Reading text:
It was 1939, and silent film sensation Charlie Chaplin – the highest-paid entertainer in the world – was trying to make his first talkie.
But “The Great Dictator,” a scathing spoof of Hitler, faced opposition from two directions. The more expected of the two was from the German Consul in Hollywood, whose job was to minimize the film industry's criticism of the Third Reich. But the second, ironically, came from United Artists, the studio Chaplin had co-founded with Mary Pickford (called “America’s Sweetheart”) and others. Though the two were friends, they disagreed about how to handle the pressure.
It was a time before the United States entered World War II, and anti-Semitism was rampant. Nazis showed up at Hollywood parties, and Chaplin, “accused” of being Jewish, made a statement that became famous: “I do not have that honor.”

Dataset extract:
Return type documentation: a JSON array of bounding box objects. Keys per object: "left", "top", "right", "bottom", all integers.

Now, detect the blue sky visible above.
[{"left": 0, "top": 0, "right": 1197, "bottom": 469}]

Activity list:
(A) Name every individual person mentioned by name in the passage about Charlie Chaplin and "The Great Dictator."
(B) Write the next few sentences of the passage about Charlie Chaplin and "The Great Dictator," picking up after its final sentence.
The data are separate material and have no connection to the text about Charlie Chaplin and "The Great Dictator."

List of answers:
(A) Charlie Chaplin, Hitler, Mary Pickford

(B)
Eventually, “The Great Dictator,” concerning a Jewish barber whose mustache gets him mistaken for Hitler, was released to great acclaim. And, after America entered the war, public opinion shifted considerably against Nazism.
John Monogiello, president and artistic director of the non-profit Gaithersburg-based theater group Best Medicine Rep, has fashioned these historical elements into the play and BMR’s next production, “The Consul, the Tramp, and America’s Sweetheart.”